■ GOAL OF THE EXERCISE ■
Reproduce exactly the lines from the line containing "In this photo, where can the brown foal" through the end of the records below, including both ends, and nothing else.

---

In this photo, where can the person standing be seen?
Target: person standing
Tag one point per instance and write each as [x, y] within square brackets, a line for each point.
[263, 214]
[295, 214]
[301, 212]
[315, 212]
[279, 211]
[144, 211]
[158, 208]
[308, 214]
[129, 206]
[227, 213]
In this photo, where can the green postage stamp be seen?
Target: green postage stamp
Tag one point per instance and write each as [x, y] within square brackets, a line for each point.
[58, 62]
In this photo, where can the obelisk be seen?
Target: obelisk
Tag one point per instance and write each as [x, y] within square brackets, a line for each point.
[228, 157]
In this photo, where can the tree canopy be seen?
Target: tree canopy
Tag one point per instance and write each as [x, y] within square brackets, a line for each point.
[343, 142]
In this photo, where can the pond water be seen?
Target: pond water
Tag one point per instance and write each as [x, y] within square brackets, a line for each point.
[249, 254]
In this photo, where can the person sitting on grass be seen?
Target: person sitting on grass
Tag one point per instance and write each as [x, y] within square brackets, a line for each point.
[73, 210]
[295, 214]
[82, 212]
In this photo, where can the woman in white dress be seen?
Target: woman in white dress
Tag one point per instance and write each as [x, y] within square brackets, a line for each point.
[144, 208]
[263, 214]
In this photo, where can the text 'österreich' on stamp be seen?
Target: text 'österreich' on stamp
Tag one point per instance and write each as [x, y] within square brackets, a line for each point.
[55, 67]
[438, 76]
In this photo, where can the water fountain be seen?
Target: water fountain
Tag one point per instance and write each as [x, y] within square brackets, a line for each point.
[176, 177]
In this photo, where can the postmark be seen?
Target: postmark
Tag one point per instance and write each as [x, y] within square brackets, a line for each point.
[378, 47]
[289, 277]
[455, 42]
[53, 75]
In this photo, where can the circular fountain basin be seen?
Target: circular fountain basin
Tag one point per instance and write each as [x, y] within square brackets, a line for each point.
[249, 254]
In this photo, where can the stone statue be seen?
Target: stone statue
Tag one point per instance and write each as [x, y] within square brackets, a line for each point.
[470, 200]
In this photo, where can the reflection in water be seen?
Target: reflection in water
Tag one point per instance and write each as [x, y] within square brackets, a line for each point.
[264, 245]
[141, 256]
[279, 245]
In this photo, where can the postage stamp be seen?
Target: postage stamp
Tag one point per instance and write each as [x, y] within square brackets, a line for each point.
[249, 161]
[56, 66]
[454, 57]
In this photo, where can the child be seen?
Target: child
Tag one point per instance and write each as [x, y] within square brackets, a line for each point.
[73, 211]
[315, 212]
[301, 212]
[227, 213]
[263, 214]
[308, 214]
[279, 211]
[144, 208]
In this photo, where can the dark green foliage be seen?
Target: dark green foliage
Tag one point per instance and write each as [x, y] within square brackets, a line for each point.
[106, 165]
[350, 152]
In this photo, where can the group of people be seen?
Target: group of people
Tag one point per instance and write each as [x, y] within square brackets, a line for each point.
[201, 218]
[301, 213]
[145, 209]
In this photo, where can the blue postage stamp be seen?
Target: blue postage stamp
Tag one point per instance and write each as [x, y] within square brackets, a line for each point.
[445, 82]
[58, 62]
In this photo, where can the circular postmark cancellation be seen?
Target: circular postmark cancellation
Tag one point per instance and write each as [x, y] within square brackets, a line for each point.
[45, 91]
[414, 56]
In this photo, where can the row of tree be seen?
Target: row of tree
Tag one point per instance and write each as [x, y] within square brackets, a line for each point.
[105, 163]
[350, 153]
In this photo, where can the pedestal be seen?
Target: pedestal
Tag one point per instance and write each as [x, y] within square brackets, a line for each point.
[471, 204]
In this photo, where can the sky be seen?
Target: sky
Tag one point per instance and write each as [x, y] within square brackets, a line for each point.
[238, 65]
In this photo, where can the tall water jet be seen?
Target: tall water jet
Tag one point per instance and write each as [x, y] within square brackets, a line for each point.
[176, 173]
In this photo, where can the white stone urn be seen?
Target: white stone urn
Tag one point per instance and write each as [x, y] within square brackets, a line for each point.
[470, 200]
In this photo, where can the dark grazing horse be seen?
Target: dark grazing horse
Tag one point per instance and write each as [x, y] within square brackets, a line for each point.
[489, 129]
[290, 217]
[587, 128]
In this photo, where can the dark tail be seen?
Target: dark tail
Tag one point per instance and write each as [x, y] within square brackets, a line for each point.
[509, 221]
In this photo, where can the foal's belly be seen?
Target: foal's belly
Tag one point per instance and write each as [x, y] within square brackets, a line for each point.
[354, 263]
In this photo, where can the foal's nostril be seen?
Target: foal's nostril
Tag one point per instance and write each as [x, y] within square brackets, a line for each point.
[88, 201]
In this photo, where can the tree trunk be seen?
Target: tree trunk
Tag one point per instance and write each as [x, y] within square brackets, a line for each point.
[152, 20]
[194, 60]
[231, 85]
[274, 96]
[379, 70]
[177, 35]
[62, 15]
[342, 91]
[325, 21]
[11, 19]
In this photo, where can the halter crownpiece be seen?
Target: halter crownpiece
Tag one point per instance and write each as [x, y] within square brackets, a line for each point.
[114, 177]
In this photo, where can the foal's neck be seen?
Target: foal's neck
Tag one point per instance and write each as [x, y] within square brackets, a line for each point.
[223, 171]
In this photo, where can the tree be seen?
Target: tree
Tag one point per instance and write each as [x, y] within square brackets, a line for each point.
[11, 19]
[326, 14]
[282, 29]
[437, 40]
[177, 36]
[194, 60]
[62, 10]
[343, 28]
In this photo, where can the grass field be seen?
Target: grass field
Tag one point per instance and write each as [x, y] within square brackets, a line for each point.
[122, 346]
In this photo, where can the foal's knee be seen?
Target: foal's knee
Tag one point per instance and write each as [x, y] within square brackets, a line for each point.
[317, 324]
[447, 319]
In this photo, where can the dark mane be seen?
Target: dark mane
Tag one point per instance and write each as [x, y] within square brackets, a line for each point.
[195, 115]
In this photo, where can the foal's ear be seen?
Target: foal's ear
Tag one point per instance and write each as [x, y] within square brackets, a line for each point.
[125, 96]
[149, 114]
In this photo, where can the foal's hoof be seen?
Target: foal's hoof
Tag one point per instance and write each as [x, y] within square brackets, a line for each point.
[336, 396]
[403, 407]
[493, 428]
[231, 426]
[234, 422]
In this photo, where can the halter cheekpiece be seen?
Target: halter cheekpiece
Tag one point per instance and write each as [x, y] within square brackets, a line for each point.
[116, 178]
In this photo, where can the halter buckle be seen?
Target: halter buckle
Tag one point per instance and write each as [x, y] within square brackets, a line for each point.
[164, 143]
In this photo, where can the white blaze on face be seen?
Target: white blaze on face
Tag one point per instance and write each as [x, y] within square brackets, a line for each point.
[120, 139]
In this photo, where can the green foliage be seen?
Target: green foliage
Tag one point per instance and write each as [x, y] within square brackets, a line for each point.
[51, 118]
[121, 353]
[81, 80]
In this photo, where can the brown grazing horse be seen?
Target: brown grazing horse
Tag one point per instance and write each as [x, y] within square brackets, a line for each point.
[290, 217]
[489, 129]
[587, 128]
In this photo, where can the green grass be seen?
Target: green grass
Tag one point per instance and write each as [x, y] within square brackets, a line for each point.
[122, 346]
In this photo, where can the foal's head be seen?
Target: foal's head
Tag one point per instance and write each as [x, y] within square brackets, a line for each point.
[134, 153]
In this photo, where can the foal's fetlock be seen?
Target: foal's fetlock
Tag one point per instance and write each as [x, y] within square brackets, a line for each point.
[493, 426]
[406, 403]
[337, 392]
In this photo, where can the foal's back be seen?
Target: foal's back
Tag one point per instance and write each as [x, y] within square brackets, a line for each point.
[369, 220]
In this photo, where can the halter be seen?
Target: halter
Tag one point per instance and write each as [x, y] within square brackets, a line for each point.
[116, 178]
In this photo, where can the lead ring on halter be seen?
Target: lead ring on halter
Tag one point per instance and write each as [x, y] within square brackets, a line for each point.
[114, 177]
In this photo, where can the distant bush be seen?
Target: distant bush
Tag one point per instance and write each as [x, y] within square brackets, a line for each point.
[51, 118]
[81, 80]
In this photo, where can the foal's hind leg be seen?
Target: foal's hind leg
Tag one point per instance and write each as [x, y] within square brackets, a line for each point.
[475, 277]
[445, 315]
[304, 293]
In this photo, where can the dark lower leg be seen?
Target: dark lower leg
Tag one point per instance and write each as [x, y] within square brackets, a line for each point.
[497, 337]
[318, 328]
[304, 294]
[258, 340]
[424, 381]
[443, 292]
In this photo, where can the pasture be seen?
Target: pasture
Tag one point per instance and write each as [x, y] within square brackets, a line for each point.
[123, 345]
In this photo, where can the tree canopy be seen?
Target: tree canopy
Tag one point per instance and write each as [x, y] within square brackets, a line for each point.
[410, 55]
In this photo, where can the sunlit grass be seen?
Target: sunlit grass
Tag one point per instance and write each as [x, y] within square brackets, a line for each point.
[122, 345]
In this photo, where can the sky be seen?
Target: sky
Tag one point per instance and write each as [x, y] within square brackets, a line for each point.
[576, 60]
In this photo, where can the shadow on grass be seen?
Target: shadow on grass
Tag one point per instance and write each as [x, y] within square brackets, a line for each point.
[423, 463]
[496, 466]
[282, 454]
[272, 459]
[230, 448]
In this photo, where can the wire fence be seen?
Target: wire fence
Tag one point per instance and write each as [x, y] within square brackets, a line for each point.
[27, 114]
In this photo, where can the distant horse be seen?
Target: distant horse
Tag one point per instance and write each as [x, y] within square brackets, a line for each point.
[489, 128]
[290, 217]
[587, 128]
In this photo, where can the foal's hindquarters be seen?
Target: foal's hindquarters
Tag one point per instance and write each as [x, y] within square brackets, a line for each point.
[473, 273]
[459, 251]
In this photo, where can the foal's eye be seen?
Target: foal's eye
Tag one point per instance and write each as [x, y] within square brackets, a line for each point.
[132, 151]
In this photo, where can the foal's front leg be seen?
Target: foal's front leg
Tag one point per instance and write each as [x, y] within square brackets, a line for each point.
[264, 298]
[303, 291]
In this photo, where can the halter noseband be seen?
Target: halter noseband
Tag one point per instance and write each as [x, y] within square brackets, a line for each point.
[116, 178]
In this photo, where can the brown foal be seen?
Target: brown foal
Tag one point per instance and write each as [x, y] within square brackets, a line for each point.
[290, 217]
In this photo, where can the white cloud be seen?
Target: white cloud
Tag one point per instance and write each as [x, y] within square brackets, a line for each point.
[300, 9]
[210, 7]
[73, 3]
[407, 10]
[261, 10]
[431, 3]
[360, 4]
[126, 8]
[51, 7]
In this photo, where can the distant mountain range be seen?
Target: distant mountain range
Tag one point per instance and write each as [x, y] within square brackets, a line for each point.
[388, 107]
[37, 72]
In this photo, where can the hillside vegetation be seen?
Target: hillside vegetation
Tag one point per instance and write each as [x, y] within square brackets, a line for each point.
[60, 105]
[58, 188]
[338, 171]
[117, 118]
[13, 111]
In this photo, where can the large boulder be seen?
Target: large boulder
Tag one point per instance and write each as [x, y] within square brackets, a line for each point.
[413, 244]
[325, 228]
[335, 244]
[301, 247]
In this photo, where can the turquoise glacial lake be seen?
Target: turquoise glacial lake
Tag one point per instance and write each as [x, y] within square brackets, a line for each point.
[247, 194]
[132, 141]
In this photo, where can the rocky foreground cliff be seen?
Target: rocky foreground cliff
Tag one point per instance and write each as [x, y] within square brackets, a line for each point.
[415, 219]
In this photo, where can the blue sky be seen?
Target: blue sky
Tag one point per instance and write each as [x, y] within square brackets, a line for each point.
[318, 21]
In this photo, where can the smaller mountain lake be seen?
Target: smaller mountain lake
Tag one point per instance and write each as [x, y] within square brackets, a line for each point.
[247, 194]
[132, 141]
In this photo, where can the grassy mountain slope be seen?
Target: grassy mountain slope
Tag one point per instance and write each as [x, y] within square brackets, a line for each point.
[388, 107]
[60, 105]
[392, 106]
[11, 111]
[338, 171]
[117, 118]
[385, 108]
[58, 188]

---

■ OUTPUT ■
In this photo, where can the brown foal be seen?
Target: brown foal
Tag one point per instance and write each as [x, y] within square brackets, a line for each point.
[290, 217]
In this photo, where can the white cloud be seen?
Target: white cloud
Tag one point per instance and write each as [x, y] within square brackets, a line for each point.
[300, 9]
[210, 7]
[73, 3]
[407, 10]
[261, 10]
[431, 3]
[360, 4]
[126, 8]
[51, 7]
In this photo, where can the distant mountain range be seen?
Target: distant mountain range
Tag one point per instance and write each as [x, y] within square brackets, a line for each point.
[388, 107]
[37, 72]
In this photo, where can the hillside vegetation be seen?
Target: hillside vegetation
Tag one point per instance and write each as [x, y] within square brackets, a line for each point.
[60, 105]
[58, 188]
[338, 171]
[117, 118]
[13, 111]
In this photo, where can the large boulder be seen?
Target: large boulder
Tag one point per instance and write each as [x, y] within square brackets, a line for each point.
[413, 244]
[325, 228]
[335, 244]
[301, 247]
In this photo, where can the turquoise glacial lake be seen?
Target: turquoise glacial lake
Tag one point per instance and write each as [x, y] within square brackets, a line for each point.
[247, 194]
[132, 141]
In this photo, where can the rocky foreground cliff be seen?
Target: rocky foreground cliff
Tag one point per instance and write each as [x, y] within square brackets, a line for each point.
[415, 219]
In this photo, where can the blue sky be seen?
Target: blue sky
Tag one point per instance and write each as [x, y] within square brackets, a line for each point.
[318, 21]
In this photo, where can the smaller mountain lake be seen?
Target: smaller mountain lake
Tag one point per instance and write each as [x, y] within square brackets, a line for each point.
[247, 194]
[132, 141]
In this photo, where can the grassy mountain slope be seen?
Target: grassy mountain slope
Tag one point per instance and write each as [x, y] within square brackets, a line for each point.
[388, 107]
[60, 105]
[392, 106]
[11, 111]
[338, 171]
[117, 118]
[385, 108]
[58, 188]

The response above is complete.